Goal of the exercise » The data below must be copied in full and without any change.

Records for processing »

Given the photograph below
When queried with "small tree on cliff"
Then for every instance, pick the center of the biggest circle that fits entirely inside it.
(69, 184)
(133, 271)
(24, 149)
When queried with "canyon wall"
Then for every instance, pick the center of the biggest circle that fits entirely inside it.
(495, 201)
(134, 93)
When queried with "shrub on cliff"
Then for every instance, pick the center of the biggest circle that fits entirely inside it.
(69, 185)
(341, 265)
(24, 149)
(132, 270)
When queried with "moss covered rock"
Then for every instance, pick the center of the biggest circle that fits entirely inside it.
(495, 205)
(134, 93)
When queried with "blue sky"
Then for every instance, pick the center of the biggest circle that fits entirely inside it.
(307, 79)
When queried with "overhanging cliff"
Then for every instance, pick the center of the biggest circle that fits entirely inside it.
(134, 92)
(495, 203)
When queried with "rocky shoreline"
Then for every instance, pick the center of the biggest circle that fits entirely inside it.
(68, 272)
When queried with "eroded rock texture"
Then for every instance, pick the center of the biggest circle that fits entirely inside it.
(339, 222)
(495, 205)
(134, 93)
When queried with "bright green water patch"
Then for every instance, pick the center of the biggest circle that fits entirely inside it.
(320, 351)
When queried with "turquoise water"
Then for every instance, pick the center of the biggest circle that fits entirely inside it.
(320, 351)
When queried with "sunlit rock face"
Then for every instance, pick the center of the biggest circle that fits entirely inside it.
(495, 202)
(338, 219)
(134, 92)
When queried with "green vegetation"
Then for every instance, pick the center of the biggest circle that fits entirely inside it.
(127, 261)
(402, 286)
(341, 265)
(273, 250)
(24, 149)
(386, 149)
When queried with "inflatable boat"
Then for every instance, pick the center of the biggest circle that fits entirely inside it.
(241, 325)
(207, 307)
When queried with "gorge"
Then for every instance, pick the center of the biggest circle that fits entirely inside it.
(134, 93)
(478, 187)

The output »
Given the photograph below
When queried with "small tree on cliff"
Then for every instance, pick the center of the biggest circle that fits entirely inside it.
(69, 184)
(133, 271)
(24, 149)
When queried with "canyon wall"
Then for every instance, pick the center of the biggest circle that fits entirely inside it.
(495, 201)
(134, 93)
When queried with "shrub on cliff"
Then for every instance, pick the center of the biggest circle that fits entirely inside it.
(69, 185)
(341, 265)
(24, 149)
(132, 270)
When queried with "moss covered rock"
Then for every instance, pick the center of the biggest circle that fits entirely inside it.
(495, 205)
(134, 93)
When queried with "blue sky"
Then for every instance, pick the center of the biggest circle that fits entirely inside it.
(307, 79)
When queried with "overhanging cliff"
Then for every instance, pick the center of the biggest circle that fits entirely inside it.
(134, 92)
(495, 203)
When queried with "rocky shoreline"
Then for every instance, pick the center of the biggest circle that fits entirely inside it.
(68, 272)
When queried with "eroded rock texture"
Then for every instance, pick the center of the biggest circle that fits entirely inside it.
(339, 222)
(495, 205)
(134, 93)
When queried with "bright green water patch"
Then for every instance, pick the center of the biggest circle that fits entirely inside it.
(320, 351)
When queried with "turquoise water"
Then for every instance, pick the center of the biggest circle that fits entirely inside it.
(320, 351)
When queried with "sunlit rock face"
Then for every instance, pick the center of the biggest circle that fits entirely inside it.
(495, 202)
(338, 219)
(134, 92)
When queried with "green vegetation"
Then for every instance, pick the center of the biggest circle that fits entirely inside it.
(127, 261)
(402, 286)
(341, 265)
(273, 250)
(24, 149)
(386, 149)
When queried with "inflatable boat"
Then for every instance, pick the center of the biggest circle that fits entirely inside it.
(241, 325)
(207, 307)
When queried with "gorge"
Then for every instance, pick the center of the biggest circle that fits entirely inside it.
(134, 93)
(478, 187)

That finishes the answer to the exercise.